** Start Data supplied **
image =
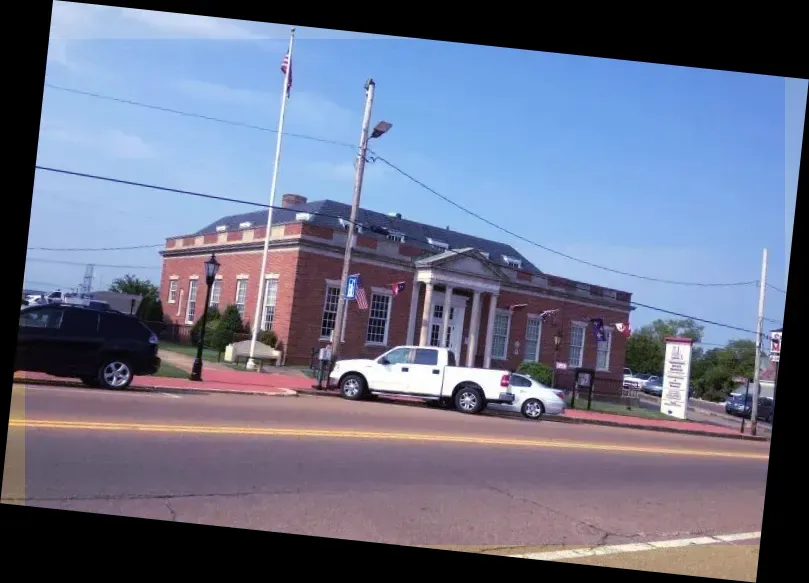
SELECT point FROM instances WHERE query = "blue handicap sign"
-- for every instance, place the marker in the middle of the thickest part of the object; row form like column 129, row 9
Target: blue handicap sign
column 351, row 286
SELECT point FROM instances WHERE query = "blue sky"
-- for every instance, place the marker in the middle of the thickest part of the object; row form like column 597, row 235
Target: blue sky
column 667, row 172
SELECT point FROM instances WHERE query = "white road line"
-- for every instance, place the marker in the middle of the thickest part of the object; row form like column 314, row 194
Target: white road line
column 638, row 547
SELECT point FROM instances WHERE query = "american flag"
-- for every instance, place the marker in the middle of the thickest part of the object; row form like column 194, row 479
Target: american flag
column 284, row 65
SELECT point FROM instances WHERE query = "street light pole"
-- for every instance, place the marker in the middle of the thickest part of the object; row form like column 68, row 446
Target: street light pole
column 759, row 331
column 339, row 320
column 211, row 267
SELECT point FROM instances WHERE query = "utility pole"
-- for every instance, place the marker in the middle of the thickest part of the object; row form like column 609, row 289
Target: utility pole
column 339, row 321
column 759, row 332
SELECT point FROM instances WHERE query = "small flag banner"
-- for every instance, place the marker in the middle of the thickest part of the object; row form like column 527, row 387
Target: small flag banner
column 544, row 315
column 598, row 329
column 362, row 299
column 624, row 329
column 287, row 64
column 397, row 288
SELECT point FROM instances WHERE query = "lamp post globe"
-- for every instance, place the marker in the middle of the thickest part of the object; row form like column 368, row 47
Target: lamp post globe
column 211, row 269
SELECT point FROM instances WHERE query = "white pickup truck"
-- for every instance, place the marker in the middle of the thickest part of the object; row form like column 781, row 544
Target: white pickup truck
column 423, row 372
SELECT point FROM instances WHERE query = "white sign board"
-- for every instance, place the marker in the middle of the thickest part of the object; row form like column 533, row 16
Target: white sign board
column 775, row 346
column 676, row 379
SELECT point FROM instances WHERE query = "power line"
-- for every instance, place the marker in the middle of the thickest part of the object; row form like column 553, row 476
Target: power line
column 198, row 116
column 373, row 228
column 408, row 176
column 95, row 248
column 61, row 262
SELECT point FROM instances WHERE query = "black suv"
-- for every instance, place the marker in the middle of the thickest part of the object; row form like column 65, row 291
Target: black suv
column 101, row 347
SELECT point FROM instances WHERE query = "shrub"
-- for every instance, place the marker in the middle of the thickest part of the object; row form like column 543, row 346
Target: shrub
column 268, row 337
column 541, row 373
column 228, row 326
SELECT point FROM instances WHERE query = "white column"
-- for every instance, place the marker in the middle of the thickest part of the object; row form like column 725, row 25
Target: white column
column 426, row 315
column 447, row 307
column 414, row 302
column 487, row 357
column 474, row 326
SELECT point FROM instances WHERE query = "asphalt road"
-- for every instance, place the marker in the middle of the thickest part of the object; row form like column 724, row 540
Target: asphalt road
column 374, row 471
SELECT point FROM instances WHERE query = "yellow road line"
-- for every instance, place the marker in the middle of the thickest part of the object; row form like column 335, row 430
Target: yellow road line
column 388, row 436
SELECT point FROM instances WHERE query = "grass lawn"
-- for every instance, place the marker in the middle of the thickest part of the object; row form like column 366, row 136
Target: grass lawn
column 169, row 370
column 208, row 354
column 619, row 409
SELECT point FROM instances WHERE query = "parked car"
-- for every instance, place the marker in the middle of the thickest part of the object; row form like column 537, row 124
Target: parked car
column 101, row 347
column 532, row 399
column 426, row 373
column 654, row 386
column 739, row 406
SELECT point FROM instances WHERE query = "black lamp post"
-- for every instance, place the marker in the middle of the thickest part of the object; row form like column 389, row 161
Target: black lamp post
column 211, row 267
column 557, row 341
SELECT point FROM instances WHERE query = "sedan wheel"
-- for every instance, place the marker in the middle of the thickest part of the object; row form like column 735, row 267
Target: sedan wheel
column 115, row 374
column 533, row 409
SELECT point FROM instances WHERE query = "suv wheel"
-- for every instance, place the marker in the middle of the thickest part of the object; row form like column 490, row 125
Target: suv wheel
column 115, row 373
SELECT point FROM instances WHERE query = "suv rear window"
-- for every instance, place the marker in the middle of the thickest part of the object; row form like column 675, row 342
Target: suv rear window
column 122, row 326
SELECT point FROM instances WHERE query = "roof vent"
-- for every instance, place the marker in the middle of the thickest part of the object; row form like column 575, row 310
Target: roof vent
column 291, row 200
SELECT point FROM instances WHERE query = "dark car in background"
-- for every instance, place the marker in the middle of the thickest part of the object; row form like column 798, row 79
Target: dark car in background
column 101, row 347
column 742, row 406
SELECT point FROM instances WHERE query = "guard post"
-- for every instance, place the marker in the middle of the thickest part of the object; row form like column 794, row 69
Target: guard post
column 583, row 380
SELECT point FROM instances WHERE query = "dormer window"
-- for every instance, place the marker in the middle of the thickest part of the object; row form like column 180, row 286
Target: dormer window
column 438, row 244
column 345, row 224
column 512, row 262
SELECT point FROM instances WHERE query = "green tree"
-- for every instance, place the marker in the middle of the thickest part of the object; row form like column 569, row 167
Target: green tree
column 150, row 294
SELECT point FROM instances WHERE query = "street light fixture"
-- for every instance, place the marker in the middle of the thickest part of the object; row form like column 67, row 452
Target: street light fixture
column 211, row 268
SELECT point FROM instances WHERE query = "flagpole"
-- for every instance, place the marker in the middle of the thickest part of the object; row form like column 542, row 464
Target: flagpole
column 251, row 363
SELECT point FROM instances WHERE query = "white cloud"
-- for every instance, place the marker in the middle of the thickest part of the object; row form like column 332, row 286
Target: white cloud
column 114, row 143
column 89, row 21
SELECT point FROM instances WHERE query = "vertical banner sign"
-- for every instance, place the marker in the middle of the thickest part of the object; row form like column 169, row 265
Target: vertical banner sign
column 676, row 377
column 351, row 286
column 775, row 346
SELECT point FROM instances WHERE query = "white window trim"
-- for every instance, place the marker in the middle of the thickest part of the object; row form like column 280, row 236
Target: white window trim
column 195, row 284
column 330, row 283
column 608, row 331
column 536, row 318
column 267, row 281
column 377, row 291
column 174, row 285
column 583, row 326
column 504, row 356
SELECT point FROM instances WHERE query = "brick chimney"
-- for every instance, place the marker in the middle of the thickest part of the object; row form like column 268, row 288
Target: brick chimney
column 290, row 200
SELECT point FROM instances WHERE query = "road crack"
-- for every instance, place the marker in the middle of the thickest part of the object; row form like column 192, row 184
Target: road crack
column 605, row 533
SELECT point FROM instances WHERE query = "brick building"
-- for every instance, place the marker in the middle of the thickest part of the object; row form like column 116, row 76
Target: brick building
column 495, row 294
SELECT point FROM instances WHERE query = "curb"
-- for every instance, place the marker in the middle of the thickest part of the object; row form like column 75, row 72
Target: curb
column 161, row 389
column 571, row 420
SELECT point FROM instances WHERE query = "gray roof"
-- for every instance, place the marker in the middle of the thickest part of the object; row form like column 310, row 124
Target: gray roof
column 327, row 213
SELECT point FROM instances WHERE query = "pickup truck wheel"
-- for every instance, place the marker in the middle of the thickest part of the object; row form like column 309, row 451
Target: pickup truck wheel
column 533, row 409
column 469, row 400
column 352, row 387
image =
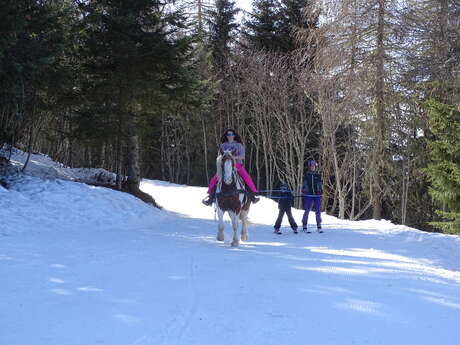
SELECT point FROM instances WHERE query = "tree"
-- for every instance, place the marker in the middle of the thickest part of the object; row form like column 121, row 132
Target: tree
column 222, row 25
column 33, row 45
column 444, row 168
column 134, row 60
column 263, row 28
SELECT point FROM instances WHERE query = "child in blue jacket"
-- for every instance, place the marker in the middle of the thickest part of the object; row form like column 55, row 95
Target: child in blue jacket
column 285, row 203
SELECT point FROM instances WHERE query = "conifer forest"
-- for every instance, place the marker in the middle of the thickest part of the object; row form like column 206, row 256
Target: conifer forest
column 370, row 89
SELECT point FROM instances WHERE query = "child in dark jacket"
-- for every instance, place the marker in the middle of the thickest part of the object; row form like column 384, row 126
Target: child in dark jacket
column 312, row 190
column 285, row 202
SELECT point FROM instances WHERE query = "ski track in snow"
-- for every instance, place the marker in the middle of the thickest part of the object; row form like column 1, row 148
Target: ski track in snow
column 82, row 265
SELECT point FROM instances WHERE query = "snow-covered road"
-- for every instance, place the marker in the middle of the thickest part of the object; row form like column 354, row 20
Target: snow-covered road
column 81, row 265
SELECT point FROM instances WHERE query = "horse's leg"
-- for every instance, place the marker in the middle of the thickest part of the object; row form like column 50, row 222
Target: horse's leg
column 244, row 225
column 235, row 225
column 220, row 226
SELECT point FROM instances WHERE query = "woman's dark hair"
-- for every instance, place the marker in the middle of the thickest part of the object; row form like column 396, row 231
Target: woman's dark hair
column 224, row 139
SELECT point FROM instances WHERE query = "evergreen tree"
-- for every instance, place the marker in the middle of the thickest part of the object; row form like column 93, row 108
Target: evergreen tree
column 444, row 169
column 33, row 45
column 134, row 62
column 222, row 24
column 293, row 17
column 263, row 28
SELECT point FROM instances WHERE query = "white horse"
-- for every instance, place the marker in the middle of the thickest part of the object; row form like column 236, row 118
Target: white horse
column 232, row 198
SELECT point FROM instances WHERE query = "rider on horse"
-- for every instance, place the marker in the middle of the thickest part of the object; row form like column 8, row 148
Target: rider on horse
column 232, row 141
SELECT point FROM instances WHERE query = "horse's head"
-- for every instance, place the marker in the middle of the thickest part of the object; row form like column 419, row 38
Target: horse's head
column 225, row 166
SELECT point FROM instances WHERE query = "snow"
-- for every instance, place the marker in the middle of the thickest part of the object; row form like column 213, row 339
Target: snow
column 43, row 166
column 85, row 265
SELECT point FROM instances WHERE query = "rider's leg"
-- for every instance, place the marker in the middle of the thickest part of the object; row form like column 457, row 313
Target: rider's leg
column 248, row 180
column 211, row 192
column 245, row 176
column 212, row 183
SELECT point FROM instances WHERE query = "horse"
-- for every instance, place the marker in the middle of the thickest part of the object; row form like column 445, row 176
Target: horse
column 231, row 197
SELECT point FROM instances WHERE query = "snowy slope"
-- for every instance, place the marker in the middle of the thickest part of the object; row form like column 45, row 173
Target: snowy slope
column 84, row 265
column 43, row 166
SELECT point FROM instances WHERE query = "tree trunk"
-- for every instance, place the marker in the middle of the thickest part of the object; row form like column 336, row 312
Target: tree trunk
column 379, row 122
column 133, row 162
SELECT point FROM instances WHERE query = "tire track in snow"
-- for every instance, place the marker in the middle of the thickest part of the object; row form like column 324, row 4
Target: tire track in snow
column 187, row 317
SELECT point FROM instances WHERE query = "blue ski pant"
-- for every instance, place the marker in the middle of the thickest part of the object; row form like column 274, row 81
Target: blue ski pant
column 316, row 201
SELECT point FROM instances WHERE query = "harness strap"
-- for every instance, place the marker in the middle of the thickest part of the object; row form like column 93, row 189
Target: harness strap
column 238, row 191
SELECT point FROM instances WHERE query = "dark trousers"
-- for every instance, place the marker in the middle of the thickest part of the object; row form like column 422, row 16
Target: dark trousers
column 290, row 218
column 308, row 200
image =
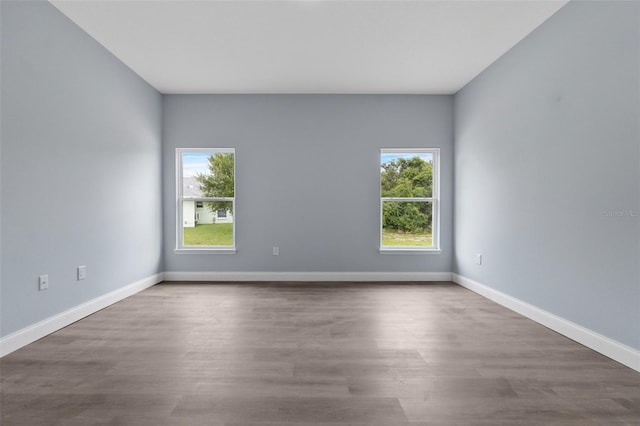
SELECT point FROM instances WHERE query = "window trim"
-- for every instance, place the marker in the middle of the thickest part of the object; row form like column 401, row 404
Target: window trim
column 434, row 199
column 180, row 248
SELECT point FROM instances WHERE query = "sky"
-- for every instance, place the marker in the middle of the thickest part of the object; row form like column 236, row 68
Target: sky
column 392, row 156
column 195, row 162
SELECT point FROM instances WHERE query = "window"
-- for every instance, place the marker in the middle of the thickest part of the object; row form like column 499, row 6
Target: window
column 409, row 187
column 205, row 200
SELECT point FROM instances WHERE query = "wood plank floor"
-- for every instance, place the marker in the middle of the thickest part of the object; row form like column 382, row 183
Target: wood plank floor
column 312, row 354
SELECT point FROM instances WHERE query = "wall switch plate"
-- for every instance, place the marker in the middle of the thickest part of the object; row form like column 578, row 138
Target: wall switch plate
column 43, row 282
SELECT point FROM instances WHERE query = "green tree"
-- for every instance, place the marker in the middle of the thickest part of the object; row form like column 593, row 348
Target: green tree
column 219, row 182
column 407, row 178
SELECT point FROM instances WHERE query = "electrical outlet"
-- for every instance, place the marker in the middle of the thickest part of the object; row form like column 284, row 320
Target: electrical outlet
column 43, row 282
column 82, row 272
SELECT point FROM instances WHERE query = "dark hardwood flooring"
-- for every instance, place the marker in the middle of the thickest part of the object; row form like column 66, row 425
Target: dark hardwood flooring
column 312, row 354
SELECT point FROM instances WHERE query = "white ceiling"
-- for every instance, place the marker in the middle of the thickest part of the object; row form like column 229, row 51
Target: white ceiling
column 308, row 46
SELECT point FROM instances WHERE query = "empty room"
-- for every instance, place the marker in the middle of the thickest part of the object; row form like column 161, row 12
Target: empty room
column 319, row 212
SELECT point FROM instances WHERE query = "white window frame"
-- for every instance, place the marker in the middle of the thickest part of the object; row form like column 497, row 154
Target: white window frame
column 434, row 199
column 180, row 198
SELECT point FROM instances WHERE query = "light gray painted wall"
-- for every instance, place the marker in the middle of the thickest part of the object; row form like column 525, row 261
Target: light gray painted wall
column 307, row 171
column 547, row 142
column 81, row 167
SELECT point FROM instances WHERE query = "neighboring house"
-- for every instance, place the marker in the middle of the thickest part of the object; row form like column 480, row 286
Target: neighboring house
column 198, row 212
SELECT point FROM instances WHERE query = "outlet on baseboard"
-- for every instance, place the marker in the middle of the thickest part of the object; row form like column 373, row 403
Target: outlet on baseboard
column 43, row 282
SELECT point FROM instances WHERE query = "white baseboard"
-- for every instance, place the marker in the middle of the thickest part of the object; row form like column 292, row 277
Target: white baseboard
column 307, row 276
column 615, row 350
column 30, row 334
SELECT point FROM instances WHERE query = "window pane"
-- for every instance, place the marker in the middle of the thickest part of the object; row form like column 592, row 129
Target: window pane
column 407, row 224
column 206, row 174
column 203, row 226
column 406, row 174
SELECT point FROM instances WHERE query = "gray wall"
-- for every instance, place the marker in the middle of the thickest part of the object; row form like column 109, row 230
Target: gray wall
column 307, row 170
column 81, row 167
column 547, row 143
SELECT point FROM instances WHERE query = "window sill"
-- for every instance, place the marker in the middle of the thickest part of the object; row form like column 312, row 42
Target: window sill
column 409, row 251
column 230, row 250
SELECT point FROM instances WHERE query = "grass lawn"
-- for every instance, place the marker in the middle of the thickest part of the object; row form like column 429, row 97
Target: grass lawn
column 215, row 234
column 398, row 238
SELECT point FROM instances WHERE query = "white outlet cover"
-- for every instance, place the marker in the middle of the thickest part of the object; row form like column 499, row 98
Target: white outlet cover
column 43, row 282
column 82, row 272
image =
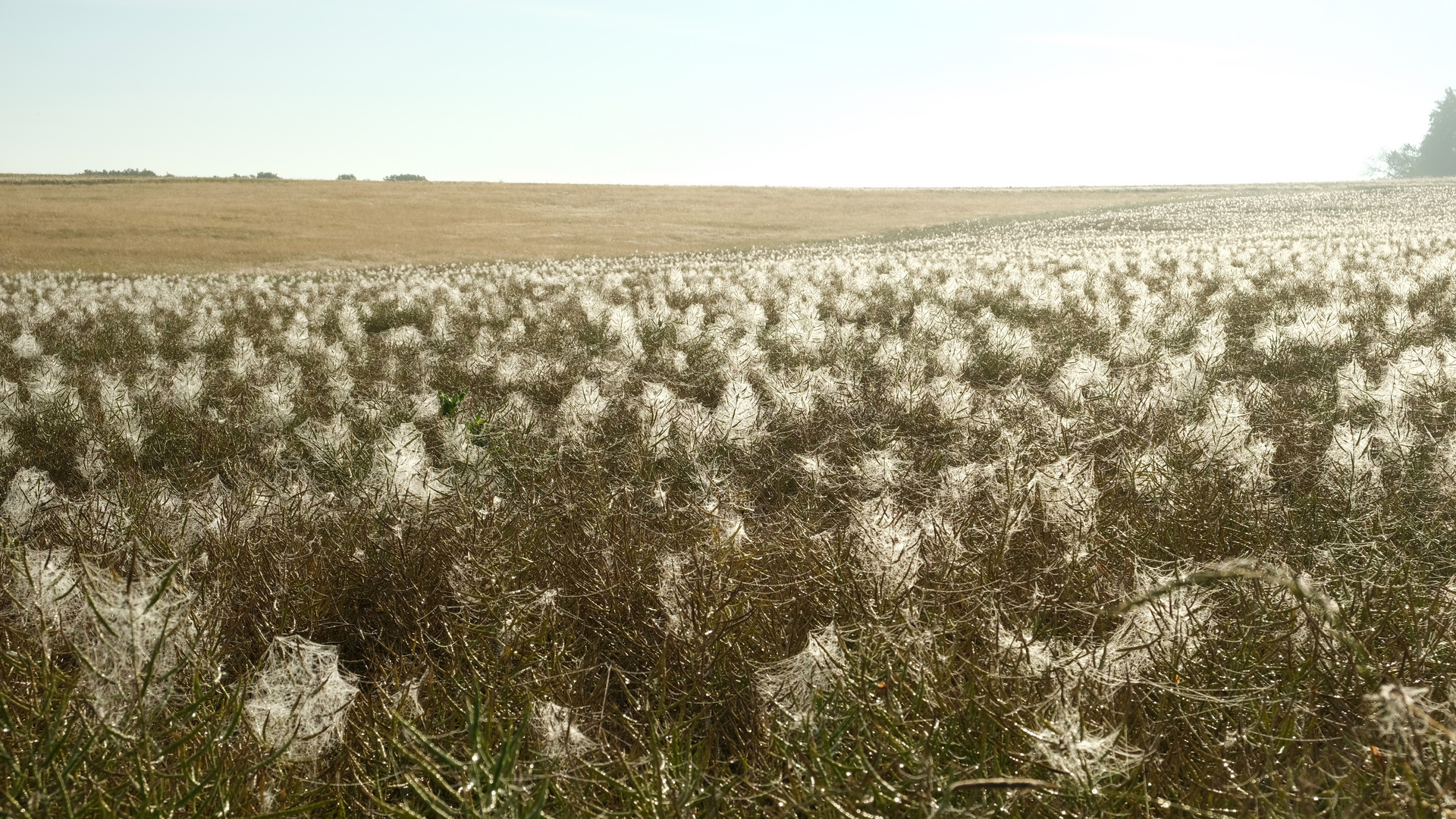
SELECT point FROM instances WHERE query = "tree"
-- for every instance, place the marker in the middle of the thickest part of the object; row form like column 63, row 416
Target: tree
column 1436, row 155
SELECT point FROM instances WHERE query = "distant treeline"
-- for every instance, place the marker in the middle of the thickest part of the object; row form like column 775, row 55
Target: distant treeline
column 127, row 172
column 1436, row 155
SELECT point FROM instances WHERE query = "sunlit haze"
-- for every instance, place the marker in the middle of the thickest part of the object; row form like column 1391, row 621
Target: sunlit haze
column 921, row 93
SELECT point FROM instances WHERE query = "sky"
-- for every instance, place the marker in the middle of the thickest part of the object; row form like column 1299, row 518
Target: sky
column 843, row 93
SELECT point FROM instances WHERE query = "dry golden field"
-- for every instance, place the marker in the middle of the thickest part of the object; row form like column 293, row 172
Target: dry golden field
column 181, row 224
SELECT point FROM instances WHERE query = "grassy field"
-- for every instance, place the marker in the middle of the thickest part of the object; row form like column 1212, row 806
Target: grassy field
column 1142, row 512
column 166, row 224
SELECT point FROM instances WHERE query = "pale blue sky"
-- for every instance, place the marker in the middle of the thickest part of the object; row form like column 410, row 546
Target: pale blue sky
** End Data supplied **
▶ **Directions**: From the data above, pull out each line that contains the string "shrub". The match is case-sensitive.

▶ **Exercise result**:
SELECT point FROM instances WHERE query = "shrub"
Target: shrub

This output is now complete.